22. Dezember 2025 2 Likes

In sich selbst fündig werden

Zu Weihnachten: Es gibt viel mehr Zukunft dort draußen, als wir annehmen

Lesezeit: 4 min.

Im Sommer habe ich einen Buckelwal gesehen.

Das war draußen im Atlantik, westlich der schottischen Insel Skye. In dieser Meeresgegend kommen einige Walarten vor, aber Buckelwale, sagte uns der Skipper des Bootes, mit dem wir unterwegs waren, Buckelwale sieht man dort eher selten. Den Buckelwal zu sehen, war, wie es so schön heißt, ein unvergessliches Erlebnis.

Buckelwale sprechen miteinander in unterschiedlichen Dialekten. Buckelwale geben erworbenes Wissen von Generation zu Generation weiter. Und Buckelwale können Empathie für Lebewesen empfinden, die keine Buckelwale sind. Das stimmt wirklich.

Forscherinnen und Forscher haben wiederholt beobachtet, wie Buckelwale Orcas an der Jagd auf eine Robbe oder eine andere Beute hinderten. Sie tun das, obwohl die Beute einer anderen Spezies angehört. Obwohl sie dabei riskieren, selbst verletzt zu werden. Und obwohl die Beute der Orcas ihnen diesen Gefallen nie erwidert. So etwas, heißt es, kommt in der Natur nicht häufig vor. Zwar hat man ein vergleichbares Verhalten schon bei Bonobos oder Delfinen gesehen, aber mit Sicherheit weiß man nur von einem anderen Lebewesen, das diese Eigenschaft besitzt.

Das ist der Mensch.

☆ ☆ ☆ ☆ ☆ ☆ ☆

### Schriftliche Aufgabe:
Führen Sie den obigen Weihnachtsartikel über den Buckelwal im Anschluss an seinen letzten Satz weiter. Die folgende Auflistung stammt aus einer anderen Quelle als der Artikel.

Gespeicherte Einträge
☆ ☆ ☆ ☆ ☆ ☆ ☆

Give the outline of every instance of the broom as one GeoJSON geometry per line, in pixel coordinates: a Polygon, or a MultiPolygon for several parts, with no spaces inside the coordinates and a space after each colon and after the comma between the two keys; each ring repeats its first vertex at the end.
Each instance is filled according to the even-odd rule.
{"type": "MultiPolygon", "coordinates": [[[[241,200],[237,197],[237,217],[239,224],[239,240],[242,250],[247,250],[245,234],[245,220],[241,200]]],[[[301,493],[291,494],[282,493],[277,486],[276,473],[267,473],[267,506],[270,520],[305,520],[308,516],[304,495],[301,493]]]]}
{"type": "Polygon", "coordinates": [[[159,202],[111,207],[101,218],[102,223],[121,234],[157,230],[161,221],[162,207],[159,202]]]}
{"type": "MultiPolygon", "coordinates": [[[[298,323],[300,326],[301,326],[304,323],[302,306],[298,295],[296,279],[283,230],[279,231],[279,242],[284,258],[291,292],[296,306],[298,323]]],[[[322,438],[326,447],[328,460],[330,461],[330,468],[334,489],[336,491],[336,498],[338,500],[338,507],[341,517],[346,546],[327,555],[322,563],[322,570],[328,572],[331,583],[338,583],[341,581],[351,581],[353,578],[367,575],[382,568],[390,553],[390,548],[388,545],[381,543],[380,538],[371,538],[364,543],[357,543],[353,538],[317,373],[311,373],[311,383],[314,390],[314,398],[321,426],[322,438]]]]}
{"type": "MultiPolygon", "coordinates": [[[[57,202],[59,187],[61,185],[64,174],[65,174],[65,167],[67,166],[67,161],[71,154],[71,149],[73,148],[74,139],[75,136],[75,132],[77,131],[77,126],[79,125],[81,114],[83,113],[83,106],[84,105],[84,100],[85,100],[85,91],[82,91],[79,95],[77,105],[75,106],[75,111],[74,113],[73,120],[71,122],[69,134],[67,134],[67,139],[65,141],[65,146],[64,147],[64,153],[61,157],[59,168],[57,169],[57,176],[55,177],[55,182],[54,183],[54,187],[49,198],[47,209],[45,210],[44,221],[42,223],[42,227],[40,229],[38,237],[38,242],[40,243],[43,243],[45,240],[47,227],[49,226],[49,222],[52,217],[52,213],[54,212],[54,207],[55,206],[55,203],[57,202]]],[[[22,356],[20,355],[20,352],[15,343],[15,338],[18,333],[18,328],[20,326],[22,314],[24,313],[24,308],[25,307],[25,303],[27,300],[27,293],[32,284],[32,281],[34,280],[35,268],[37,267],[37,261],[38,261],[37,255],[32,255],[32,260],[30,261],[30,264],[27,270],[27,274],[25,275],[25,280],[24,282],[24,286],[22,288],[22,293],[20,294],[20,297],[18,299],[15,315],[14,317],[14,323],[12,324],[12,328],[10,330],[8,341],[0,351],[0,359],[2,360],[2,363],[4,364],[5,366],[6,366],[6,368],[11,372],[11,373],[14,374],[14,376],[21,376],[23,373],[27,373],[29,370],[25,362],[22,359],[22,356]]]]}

☆ ☆ ☆ ☆ ☆ ☆ ☆

### Ergebnis der Übung:
Ich habe in den vergangenen Jahren an dieser Stelle oft über den Menschen geschrieben, und dabei ist mir nicht viel Gutes eingefallen. Deshalb möchte ich hier einmal betonen, dass Menschen zu Gutem fähig sind. Dass sie, wenn sie nur wollen, hilfsbereit und freundlich sein können. Oft wollen sie das nicht, weil sie meinen, dass es ihnen nicht zum Vorteil gereicht, auch wenn das Gegenteil wahr ist. Es herrscht darüber seit langem eine große Verwirrung, und ich bedaure, in einer Zeit zu leben, in der diese Verwirrung noch nicht überwunden ist.

Wie auch immer, Menschen sind außergewöhnliche Lebewesen, weil sie Empathie für Labradore, Pallaskatzen und Menschen am anderen Ende der Welt empfinden können. Sie können sogar Empathie für schmelzende Gletscher empfinden. Aber Buckelwale sind ebenso außergewöhnliche Lebewesen, weil sie Empathie für Robben, Seelöwen und Menschen empfinden können. Die evolutionären Gründe, warum Buckelwale und Menschen so empfinden können, mögen sehr unterschiedlich sein, doch das ändert nichts daran, dass sie beide außergewöhnlich sind. Und hier ist, was ich glaube.

Ich glaube, dass alle Lebewesen außergewöhnlich sind.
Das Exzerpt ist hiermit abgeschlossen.